**SET EXERCISE:** From the piece on Ray Donovan below, return word for word the passage that begins with the words containing "images-4A corrupt present" and ends with "stretch across generations.".

**DOCUMENT SECTION:**

Ray Donovan: confronting Irish America as neither TV drama nor film have dared

images-4A corrupt present and a shady past dominate a number of  recent TV dramas and films featuring the Irish diaspora in the US. Amongst these is Mystic River. Mystic River,  based on a novel by Denis Lehane, visits the impact of sexual abuse and violence on a number of men who grew up in a working class neighborhood near the river.  The film itself leaves us with a sense of loss as we watch the haunting of the main characters by the effects and memories of abuse,  by the guilt associated with abuse and  by the fear  that its violences will stretch across generations.

Unlike Mystic River and other similar films TV series Ray Donovan confronts the darker side of Irish America in a way that has never been achieved so explicitly before. One reason for this is the nature of television series and their capacity to build slow burning narratives reflecting the livelong grind poverty, abuse, neglect and violence leave on a people. Another reason is the clever characterization evident across the series. Consequently, the series challenges the limits of established stereotypes providing an insight into not only the silent torture behind abuse but what happens when confronted by characters like Bunchy played by  Dashiell Mihok. Those stereotypes are not completely undone but Ray Donovan goes a long way  in developing beyond their traditional limits.

**DATA LISTING:**
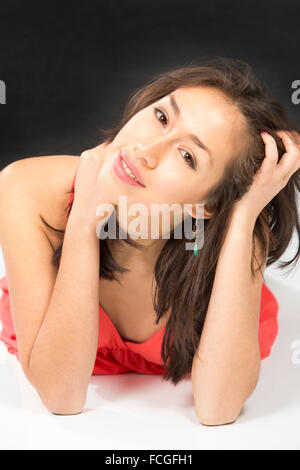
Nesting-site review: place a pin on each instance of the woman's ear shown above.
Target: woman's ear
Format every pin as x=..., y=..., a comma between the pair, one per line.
x=203, y=211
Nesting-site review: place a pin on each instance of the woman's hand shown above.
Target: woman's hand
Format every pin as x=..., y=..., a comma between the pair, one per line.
x=272, y=176
x=91, y=191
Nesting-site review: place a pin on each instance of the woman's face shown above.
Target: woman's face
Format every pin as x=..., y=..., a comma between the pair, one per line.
x=159, y=141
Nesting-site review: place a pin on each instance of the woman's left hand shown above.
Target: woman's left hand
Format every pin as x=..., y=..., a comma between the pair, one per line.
x=272, y=176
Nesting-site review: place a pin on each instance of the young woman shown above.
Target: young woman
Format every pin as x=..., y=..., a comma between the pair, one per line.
x=76, y=304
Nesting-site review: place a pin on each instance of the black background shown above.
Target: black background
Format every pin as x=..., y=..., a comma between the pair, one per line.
x=69, y=67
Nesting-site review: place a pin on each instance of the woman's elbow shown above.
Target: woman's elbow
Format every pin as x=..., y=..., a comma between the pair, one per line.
x=216, y=417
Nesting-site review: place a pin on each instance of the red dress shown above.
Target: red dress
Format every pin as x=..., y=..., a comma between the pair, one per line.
x=116, y=355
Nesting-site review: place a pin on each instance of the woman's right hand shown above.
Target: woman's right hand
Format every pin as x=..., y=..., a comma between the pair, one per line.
x=90, y=190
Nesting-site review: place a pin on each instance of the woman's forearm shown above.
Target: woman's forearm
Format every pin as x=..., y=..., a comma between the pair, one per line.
x=227, y=361
x=63, y=355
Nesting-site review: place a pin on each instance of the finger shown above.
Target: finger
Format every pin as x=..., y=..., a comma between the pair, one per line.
x=271, y=150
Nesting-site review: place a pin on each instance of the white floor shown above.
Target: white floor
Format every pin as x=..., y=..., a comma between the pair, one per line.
x=132, y=411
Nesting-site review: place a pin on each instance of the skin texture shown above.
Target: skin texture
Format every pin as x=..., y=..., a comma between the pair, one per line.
x=158, y=144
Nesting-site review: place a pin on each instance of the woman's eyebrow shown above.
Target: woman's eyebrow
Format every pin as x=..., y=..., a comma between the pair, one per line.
x=193, y=137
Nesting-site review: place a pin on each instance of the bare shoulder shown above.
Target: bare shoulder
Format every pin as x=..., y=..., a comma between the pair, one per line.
x=46, y=180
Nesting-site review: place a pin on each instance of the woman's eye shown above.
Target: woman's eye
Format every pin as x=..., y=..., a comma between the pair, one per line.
x=191, y=161
x=163, y=114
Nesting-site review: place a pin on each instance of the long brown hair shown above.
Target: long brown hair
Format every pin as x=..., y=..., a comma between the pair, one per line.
x=184, y=282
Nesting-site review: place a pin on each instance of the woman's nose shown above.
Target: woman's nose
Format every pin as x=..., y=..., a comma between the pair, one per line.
x=151, y=151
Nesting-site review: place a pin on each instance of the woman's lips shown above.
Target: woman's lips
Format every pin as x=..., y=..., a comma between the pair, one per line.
x=132, y=167
x=121, y=173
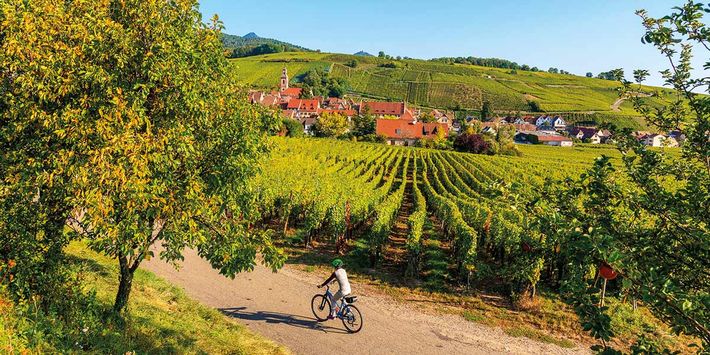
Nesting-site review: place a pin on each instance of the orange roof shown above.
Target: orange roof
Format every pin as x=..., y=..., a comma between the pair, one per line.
x=346, y=113
x=384, y=108
x=407, y=115
x=294, y=92
x=408, y=129
x=308, y=105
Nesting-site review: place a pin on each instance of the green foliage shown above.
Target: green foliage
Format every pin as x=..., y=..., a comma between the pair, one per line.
x=162, y=319
x=460, y=86
x=293, y=128
x=317, y=82
x=649, y=219
x=331, y=125
x=415, y=222
x=251, y=46
x=137, y=121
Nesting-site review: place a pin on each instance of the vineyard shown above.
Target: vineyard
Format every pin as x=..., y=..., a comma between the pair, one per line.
x=348, y=196
x=439, y=85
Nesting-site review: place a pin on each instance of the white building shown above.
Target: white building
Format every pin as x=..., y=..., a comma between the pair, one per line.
x=659, y=140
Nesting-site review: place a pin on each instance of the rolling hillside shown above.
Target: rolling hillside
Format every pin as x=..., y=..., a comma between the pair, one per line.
x=461, y=87
x=252, y=40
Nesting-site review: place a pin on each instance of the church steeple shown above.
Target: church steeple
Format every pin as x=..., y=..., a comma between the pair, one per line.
x=284, y=80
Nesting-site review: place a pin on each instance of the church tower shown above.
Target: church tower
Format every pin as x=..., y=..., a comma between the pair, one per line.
x=284, y=80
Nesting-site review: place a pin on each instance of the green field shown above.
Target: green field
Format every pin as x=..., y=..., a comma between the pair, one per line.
x=439, y=219
x=439, y=85
x=161, y=319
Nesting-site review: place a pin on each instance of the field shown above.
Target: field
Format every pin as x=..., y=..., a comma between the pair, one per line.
x=431, y=220
x=161, y=319
x=439, y=85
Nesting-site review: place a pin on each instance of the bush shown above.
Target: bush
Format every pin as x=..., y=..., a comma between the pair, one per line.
x=472, y=143
x=293, y=128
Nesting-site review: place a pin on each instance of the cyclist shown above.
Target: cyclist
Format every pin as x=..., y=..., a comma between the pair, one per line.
x=342, y=277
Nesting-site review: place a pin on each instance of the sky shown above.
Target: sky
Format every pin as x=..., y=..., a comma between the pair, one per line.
x=577, y=36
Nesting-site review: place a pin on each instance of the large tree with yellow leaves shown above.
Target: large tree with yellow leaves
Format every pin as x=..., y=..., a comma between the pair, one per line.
x=120, y=119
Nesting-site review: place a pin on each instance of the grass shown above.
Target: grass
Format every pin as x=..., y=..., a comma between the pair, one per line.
x=537, y=335
x=161, y=319
x=432, y=84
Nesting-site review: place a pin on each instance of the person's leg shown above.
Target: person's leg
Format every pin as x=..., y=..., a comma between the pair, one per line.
x=332, y=300
x=338, y=295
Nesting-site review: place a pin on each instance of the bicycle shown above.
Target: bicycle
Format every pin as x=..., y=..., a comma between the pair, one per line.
x=348, y=313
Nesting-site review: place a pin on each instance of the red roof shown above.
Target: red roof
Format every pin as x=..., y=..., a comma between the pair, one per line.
x=311, y=105
x=525, y=127
x=294, y=92
x=408, y=129
x=552, y=138
x=384, y=108
x=346, y=113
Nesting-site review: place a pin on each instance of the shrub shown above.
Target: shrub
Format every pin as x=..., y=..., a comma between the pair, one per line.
x=293, y=128
x=472, y=143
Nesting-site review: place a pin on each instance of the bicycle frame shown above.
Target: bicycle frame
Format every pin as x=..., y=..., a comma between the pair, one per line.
x=329, y=295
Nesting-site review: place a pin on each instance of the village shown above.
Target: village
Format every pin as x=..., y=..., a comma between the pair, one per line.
x=398, y=124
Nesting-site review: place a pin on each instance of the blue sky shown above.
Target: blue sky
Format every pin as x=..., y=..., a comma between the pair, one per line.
x=577, y=36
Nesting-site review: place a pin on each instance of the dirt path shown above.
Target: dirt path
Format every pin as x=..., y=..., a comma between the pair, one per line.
x=277, y=305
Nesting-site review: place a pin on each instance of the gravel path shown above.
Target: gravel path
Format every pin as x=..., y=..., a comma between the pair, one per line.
x=277, y=305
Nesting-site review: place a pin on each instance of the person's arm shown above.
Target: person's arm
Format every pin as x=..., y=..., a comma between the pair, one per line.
x=332, y=276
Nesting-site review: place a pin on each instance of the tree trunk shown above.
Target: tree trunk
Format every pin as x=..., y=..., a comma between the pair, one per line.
x=124, y=285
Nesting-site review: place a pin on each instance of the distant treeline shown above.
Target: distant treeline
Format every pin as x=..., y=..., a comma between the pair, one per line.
x=246, y=47
x=486, y=62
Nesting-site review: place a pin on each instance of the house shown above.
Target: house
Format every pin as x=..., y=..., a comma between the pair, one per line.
x=406, y=133
x=550, y=123
x=309, y=124
x=489, y=130
x=543, y=121
x=442, y=117
x=677, y=135
x=558, y=123
x=524, y=127
x=545, y=138
x=304, y=107
x=659, y=140
x=592, y=135
x=382, y=108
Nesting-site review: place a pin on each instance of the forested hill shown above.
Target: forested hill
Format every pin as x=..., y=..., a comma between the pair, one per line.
x=458, y=86
x=251, y=44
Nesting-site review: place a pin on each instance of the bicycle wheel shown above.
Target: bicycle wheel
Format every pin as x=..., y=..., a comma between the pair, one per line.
x=320, y=305
x=352, y=319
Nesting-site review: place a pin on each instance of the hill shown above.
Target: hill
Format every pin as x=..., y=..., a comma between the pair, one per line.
x=457, y=86
x=251, y=44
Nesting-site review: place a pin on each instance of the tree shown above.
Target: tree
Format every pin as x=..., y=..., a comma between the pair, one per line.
x=364, y=123
x=615, y=74
x=293, y=128
x=485, y=110
x=331, y=125
x=427, y=117
x=648, y=219
x=137, y=106
x=534, y=106
x=471, y=143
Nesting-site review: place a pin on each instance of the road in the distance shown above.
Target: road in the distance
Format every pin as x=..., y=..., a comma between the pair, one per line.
x=277, y=305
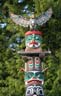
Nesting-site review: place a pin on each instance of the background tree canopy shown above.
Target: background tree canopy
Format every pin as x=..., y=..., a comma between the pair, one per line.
x=12, y=40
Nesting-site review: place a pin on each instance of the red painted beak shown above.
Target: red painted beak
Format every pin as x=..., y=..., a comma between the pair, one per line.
x=33, y=42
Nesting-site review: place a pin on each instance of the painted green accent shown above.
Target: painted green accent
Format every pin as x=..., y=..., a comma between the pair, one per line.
x=33, y=37
x=36, y=75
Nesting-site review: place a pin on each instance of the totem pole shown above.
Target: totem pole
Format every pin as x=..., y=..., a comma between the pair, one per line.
x=34, y=72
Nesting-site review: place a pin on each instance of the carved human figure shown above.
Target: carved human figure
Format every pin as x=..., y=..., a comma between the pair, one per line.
x=34, y=77
x=33, y=39
x=34, y=90
x=33, y=64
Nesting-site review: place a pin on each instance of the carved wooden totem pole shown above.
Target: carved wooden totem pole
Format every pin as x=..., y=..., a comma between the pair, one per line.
x=34, y=73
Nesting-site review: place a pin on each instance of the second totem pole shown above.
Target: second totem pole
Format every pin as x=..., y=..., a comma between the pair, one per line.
x=34, y=72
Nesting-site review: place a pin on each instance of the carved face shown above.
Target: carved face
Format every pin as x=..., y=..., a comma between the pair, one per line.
x=33, y=64
x=35, y=76
x=34, y=91
x=33, y=41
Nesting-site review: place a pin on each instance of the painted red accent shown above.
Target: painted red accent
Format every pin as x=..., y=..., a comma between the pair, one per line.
x=38, y=81
x=33, y=32
x=33, y=42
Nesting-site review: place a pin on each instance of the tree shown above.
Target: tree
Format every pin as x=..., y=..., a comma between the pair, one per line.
x=12, y=40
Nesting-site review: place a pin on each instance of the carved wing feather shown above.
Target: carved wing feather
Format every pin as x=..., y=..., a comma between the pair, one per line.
x=19, y=20
x=44, y=17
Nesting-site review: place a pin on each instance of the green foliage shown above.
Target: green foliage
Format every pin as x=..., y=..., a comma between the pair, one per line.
x=11, y=79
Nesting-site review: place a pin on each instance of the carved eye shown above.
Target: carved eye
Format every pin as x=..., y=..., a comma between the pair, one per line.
x=37, y=37
x=28, y=92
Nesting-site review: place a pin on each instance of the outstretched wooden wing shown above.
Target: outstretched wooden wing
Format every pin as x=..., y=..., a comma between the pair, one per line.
x=44, y=17
x=20, y=20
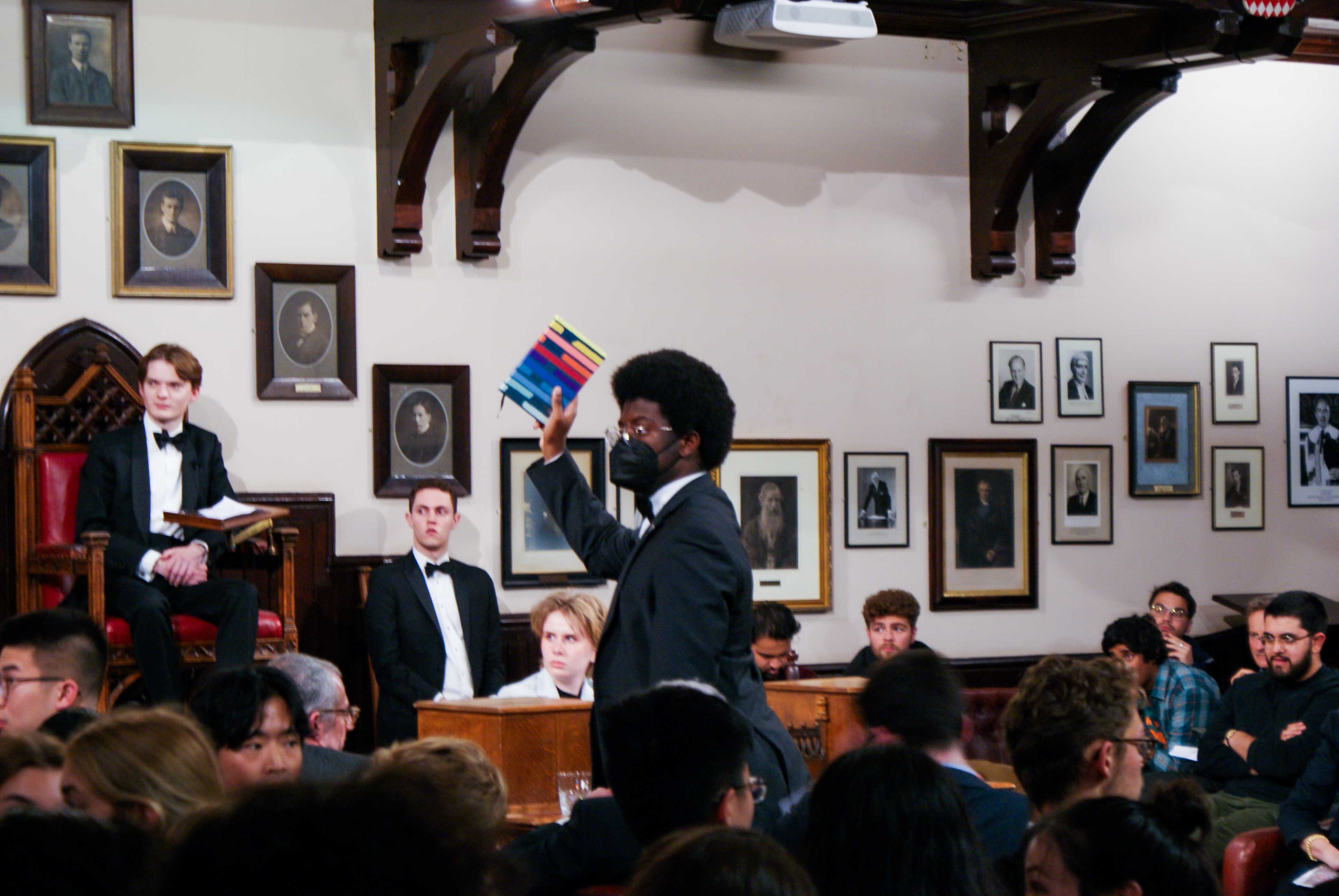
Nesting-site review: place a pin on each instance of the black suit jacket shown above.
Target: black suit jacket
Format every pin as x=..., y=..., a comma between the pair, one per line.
x=114, y=492
x=406, y=647
x=682, y=608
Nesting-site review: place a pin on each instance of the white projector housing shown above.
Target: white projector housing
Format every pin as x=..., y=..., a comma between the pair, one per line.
x=793, y=25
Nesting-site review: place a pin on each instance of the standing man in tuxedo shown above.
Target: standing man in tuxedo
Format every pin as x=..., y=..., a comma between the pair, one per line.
x=433, y=625
x=156, y=568
x=683, y=605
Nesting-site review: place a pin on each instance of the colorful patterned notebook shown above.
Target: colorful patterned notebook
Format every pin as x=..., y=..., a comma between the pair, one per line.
x=562, y=358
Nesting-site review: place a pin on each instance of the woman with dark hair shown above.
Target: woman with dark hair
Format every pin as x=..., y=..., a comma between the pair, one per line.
x=1117, y=846
x=720, y=862
x=886, y=820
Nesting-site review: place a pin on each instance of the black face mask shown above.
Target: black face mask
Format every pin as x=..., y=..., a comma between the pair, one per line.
x=635, y=465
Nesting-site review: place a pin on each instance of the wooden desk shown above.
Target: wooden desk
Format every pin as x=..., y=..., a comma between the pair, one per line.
x=528, y=740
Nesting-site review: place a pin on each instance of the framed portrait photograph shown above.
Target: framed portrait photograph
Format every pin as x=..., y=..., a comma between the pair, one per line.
x=1313, y=441
x=172, y=222
x=421, y=427
x=535, y=551
x=1015, y=382
x=29, y=216
x=1080, y=384
x=1235, y=381
x=306, y=339
x=783, y=493
x=81, y=64
x=1164, y=440
x=876, y=500
x=983, y=524
x=1081, y=495
x=1238, y=488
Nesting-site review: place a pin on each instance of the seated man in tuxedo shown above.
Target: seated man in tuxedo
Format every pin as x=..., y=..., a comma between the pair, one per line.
x=156, y=568
x=433, y=625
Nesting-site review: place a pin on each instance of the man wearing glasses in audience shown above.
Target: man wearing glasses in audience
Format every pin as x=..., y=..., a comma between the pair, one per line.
x=1172, y=608
x=1268, y=726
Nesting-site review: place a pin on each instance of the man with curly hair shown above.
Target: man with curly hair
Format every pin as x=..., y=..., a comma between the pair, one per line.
x=683, y=605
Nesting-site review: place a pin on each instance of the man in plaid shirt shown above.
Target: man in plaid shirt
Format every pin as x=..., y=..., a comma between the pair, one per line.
x=1180, y=698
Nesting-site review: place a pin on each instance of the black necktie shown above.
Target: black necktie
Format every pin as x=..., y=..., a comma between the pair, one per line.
x=164, y=440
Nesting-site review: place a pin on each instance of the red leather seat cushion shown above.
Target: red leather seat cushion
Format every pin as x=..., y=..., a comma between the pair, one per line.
x=189, y=629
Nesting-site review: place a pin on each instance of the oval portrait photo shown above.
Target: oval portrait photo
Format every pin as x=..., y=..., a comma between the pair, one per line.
x=421, y=428
x=172, y=219
x=304, y=329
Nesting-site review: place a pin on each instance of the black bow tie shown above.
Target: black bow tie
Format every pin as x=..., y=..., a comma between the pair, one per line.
x=164, y=440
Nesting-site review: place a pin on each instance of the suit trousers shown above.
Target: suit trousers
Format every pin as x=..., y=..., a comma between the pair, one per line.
x=148, y=607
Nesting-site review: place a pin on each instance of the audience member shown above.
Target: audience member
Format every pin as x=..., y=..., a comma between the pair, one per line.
x=150, y=768
x=30, y=772
x=889, y=626
x=887, y=821
x=50, y=661
x=1074, y=732
x=1265, y=735
x=330, y=717
x=568, y=627
x=1117, y=846
x=774, y=627
x=1180, y=698
x=256, y=720
x=677, y=757
x=1255, y=638
x=720, y=862
x=1172, y=607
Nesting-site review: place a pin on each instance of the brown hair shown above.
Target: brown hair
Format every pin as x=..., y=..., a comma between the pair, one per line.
x=460, y=768
x=894, y=602
x=157, y=758
x=187, y=365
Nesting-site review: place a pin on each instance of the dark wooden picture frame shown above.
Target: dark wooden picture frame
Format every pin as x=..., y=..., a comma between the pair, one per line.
x=946, y=595
x=345, y=384
x=516, y=508
x=129, y=277
x=386, y=483
x=37, y=274
x=118, y=85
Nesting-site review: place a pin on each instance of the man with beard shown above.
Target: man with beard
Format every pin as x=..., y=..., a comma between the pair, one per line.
x=1268, y=726
x=770, y=543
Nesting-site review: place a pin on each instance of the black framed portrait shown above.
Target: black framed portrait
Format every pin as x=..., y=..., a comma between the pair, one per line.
x=81, y=64
x=421, y=427
x=172, y=222
x=306, y=339
x=29, y=216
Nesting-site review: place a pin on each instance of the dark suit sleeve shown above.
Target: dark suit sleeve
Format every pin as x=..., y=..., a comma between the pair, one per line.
x=94, y=508
x=591, y=531
x=384, y=642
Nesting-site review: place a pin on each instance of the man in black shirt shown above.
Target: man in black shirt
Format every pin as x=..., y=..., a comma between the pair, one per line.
x=1268, y=726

**EXERCISE RESPONSE:**
images-4A corrupt present and a shady past dominate a number of  recent TV dramas and films featuring the Irish diaspora in the US. Amongst these is Mystic River. Mystic River,  based on a novel by Denis Lehane, visits the impact of sexual abuse and violence on a number of men who grew up in a working class neighborhood near the river.  The film itself leaves us with a sense of loss as we watch the haunting of the main characters by the effects and memories of abuse,  by the guilt associated with abuse and  by the fear  that its violences will stretch across generations.